PROVIDED TEXT
☆ ☆ ☆ ☆ ☆
# Navarre Beach Algae bloom



## JoeTheFisherman (May 26, 2008)

Anyone happen to notice all the green slime at the beach lately? What gives? this didn't happen last year. Does it affect the fishability ?


----------



## Firedawg (Feb 28, 2008)

I had it all over my line on the first cast and saw it all in the water so I hit the bay and got a 4lb speck. Too bad about the beach there was bait everywhere along with the dozen kayaks.


----------



## Turbow (Mar 7, 2008)

We tried fishing long lines last night. It was impossible. The algae tangled lines and broke 3 out of 4 of that we had out. We lost a lot of terminal tackle last night.


----------



## JoeTheFisherman (May 26, 2008)

That's too bad. does anyone remember this ever happening before, and if so how long until it's gone?


----------



## true-king (Oct 2, 2007)
☆ ☆ ☆ ☆ ☆
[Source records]
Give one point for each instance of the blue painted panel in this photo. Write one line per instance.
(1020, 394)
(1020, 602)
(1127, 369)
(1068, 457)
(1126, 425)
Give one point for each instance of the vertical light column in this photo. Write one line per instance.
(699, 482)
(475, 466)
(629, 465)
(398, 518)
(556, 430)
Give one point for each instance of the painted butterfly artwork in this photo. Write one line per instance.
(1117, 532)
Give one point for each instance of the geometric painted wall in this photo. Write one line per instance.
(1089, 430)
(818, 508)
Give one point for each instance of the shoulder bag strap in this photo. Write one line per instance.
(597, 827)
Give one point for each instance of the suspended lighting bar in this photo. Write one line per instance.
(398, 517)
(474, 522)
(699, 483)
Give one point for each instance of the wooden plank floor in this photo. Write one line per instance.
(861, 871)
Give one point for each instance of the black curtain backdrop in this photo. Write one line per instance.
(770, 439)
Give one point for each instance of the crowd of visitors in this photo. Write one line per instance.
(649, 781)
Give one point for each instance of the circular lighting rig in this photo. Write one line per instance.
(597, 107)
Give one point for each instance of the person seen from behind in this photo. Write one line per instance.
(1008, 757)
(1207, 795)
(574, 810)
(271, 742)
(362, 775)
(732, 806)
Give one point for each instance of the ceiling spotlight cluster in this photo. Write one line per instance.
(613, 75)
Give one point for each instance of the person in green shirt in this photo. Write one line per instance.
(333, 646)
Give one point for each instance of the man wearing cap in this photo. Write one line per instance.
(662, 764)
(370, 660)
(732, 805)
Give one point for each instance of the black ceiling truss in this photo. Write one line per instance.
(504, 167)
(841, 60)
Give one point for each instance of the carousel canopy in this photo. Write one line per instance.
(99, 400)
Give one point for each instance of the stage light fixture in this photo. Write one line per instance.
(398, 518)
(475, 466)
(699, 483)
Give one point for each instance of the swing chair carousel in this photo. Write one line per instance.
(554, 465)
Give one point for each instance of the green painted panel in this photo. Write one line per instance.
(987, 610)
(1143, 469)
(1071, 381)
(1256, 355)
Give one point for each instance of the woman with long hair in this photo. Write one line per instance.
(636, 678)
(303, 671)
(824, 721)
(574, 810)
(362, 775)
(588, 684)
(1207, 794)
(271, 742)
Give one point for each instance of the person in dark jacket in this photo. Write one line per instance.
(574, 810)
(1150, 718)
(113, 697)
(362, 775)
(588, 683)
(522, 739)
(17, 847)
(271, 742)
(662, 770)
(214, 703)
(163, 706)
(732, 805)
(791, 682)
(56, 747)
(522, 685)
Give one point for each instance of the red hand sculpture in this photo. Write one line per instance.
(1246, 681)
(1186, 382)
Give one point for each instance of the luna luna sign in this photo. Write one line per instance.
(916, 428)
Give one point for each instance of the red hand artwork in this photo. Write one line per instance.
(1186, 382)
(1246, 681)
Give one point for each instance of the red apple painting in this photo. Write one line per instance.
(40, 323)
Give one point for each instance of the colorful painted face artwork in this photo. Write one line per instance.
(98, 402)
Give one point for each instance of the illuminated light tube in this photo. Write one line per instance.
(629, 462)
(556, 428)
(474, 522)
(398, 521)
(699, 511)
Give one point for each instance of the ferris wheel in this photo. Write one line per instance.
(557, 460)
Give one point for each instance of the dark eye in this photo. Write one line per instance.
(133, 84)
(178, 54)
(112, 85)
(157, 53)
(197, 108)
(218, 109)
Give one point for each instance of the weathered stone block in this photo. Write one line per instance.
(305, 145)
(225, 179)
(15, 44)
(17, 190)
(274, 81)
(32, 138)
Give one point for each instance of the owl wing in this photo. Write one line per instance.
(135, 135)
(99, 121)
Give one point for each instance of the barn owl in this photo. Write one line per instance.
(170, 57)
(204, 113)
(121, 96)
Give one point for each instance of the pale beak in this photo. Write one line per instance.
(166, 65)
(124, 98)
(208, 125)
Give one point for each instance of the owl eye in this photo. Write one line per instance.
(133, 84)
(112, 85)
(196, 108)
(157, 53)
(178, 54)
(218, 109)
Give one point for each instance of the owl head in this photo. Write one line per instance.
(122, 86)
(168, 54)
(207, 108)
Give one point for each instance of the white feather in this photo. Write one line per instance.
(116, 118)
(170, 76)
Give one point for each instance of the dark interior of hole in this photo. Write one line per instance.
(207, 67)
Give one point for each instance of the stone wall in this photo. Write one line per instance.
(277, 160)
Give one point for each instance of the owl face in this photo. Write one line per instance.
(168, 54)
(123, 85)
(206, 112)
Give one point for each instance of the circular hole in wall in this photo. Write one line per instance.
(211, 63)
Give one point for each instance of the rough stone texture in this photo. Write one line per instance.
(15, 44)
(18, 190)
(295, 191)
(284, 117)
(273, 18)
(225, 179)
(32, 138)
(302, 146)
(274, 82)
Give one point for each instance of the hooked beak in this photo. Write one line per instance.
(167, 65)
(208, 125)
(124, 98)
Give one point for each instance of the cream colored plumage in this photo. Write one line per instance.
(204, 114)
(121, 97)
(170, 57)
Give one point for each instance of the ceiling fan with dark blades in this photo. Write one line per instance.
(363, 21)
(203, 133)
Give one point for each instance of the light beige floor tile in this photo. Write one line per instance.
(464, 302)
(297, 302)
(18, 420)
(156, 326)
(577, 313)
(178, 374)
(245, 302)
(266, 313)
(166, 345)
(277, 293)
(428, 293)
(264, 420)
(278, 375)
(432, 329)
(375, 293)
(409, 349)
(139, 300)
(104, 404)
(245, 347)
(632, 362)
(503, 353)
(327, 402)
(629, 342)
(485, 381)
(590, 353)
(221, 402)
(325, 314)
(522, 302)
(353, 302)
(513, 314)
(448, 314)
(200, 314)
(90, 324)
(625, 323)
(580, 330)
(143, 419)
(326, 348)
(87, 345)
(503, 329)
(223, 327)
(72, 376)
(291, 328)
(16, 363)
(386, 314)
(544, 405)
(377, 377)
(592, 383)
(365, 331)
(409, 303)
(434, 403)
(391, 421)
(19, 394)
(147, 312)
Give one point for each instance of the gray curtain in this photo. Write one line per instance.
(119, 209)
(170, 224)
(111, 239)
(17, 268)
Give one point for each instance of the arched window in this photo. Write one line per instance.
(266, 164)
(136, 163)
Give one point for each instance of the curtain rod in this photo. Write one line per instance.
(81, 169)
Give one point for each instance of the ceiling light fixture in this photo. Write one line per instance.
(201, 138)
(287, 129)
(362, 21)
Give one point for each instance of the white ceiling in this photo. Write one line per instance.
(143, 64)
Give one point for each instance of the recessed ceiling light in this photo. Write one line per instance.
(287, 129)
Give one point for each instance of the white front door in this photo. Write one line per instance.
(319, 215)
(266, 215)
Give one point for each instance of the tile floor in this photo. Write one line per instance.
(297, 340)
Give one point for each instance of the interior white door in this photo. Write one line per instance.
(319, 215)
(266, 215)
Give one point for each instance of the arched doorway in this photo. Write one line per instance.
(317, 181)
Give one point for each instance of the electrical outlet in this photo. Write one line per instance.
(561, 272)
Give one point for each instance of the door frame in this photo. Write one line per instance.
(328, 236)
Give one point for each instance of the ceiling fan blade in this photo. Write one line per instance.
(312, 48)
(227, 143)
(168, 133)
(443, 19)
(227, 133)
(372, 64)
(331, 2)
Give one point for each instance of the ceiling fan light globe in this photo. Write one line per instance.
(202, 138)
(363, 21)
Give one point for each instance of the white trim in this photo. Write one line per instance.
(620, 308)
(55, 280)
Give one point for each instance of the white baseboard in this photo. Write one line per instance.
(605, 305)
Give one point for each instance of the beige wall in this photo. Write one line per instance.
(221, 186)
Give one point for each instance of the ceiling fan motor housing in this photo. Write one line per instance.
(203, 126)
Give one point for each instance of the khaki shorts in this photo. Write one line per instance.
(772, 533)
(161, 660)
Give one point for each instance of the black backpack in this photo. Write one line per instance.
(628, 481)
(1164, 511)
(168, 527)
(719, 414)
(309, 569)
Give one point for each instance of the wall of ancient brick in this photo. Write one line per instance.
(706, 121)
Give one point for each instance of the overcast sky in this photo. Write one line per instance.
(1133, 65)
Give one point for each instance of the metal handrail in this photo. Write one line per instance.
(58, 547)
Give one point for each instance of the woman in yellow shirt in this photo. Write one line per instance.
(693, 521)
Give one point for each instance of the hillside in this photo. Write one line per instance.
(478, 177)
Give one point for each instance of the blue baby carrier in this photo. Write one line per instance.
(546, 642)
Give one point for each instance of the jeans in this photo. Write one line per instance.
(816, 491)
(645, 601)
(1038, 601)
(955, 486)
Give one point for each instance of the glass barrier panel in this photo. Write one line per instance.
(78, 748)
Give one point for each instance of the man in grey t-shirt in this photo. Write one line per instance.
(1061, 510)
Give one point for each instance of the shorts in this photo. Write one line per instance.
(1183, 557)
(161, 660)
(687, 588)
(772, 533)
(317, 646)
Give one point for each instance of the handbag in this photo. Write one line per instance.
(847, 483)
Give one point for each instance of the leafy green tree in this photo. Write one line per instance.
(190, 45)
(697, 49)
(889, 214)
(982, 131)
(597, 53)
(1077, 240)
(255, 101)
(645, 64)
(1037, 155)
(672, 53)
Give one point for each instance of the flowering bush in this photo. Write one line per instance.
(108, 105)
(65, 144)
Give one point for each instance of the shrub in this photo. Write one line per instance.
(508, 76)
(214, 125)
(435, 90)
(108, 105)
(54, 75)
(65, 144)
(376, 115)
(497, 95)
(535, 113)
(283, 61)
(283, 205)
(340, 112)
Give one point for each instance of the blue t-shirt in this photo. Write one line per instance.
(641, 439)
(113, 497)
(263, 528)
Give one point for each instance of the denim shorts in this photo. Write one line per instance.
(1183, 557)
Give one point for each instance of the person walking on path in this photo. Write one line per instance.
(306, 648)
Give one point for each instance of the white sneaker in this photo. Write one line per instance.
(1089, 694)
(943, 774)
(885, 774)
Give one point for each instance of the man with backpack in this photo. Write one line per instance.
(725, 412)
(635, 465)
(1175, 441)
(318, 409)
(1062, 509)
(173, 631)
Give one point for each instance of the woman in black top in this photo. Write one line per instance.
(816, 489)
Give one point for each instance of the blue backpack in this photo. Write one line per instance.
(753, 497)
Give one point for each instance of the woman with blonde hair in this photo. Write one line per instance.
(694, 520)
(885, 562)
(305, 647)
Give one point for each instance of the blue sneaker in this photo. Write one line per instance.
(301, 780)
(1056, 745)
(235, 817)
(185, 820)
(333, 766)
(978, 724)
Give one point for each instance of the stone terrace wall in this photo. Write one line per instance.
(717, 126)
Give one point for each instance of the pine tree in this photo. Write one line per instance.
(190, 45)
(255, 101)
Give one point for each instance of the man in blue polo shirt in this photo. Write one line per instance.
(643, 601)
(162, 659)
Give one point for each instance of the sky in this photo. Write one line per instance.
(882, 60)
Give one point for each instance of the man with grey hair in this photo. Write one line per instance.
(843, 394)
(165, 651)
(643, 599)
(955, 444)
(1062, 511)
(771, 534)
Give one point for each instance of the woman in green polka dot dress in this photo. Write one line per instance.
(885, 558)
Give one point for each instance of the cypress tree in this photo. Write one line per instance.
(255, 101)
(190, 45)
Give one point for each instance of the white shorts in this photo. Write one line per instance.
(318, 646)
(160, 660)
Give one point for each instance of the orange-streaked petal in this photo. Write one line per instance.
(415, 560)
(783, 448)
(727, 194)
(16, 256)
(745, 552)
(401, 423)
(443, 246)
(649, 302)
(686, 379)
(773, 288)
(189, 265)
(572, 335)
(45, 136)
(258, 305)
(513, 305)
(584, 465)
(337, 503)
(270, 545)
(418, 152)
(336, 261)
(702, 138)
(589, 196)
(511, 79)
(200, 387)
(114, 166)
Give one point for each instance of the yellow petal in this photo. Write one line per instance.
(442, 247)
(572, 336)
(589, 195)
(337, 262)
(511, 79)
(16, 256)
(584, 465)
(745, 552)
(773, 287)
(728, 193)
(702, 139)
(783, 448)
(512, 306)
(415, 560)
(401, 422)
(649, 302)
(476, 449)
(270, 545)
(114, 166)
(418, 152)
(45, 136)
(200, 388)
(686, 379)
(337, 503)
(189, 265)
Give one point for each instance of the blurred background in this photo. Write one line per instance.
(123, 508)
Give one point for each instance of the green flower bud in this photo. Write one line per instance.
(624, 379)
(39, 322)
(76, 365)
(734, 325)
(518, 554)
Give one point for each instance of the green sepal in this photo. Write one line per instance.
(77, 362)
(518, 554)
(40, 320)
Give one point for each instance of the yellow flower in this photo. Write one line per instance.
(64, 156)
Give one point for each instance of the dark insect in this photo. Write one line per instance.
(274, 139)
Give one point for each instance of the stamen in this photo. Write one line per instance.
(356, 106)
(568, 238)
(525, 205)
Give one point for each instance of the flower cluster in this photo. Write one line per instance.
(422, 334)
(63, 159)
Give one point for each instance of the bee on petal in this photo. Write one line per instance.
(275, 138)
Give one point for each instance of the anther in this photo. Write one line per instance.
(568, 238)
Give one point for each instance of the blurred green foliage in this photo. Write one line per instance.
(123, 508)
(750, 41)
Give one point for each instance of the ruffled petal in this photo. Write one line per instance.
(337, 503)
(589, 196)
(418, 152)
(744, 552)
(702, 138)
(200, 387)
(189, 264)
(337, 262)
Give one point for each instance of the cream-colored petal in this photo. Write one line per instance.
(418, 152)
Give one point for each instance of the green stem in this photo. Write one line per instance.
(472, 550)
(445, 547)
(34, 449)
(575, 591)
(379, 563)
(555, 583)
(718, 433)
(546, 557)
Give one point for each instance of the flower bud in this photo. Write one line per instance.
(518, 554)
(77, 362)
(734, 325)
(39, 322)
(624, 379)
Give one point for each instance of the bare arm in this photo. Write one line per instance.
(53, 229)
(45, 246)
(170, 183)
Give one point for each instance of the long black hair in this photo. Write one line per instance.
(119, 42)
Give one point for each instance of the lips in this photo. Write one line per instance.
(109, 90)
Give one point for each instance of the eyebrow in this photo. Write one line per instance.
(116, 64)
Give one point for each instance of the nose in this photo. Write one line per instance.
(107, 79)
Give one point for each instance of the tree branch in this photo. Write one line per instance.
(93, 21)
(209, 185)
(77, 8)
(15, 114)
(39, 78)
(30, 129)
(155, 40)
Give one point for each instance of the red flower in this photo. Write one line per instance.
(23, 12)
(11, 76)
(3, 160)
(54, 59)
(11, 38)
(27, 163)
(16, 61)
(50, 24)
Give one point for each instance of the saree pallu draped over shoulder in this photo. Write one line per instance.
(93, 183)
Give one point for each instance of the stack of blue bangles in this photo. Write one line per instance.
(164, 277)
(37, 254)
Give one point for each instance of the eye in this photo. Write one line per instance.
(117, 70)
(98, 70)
☆ ☆ ☆ ☆ ☆
PROBLEMS TO WORK ON
A. In the Navarre Beach algae thread, how many of the four long lines that Turbow's group had out were broken by the algae?
B. Carry on the Navarre Beach algae thread from where it stops.

EXPECTED RESPONSES
A. Three of the four.

B.
That green junk was at pensacola beachlast year. Surf fishing is impossible with that stuff. It gets on every knot, swivel, hook, and weight you put out there.


----------



## need2fish (Oct 2, 2007)

Yeah - it was pretty nasty. Wasn't there in the morning but started drifting in after around 11 am or Noon. Lot's of bait out and birds but the grass, algae or whatever it was made a mess of your line and anything you had on it.


----------



## Inn Deep (Oct 3, 2007)

This pretty much happens every year about this time. We always called it June Grass. Depending on the weather , currents and winds on how long it will stay. Could be a week, could be a month.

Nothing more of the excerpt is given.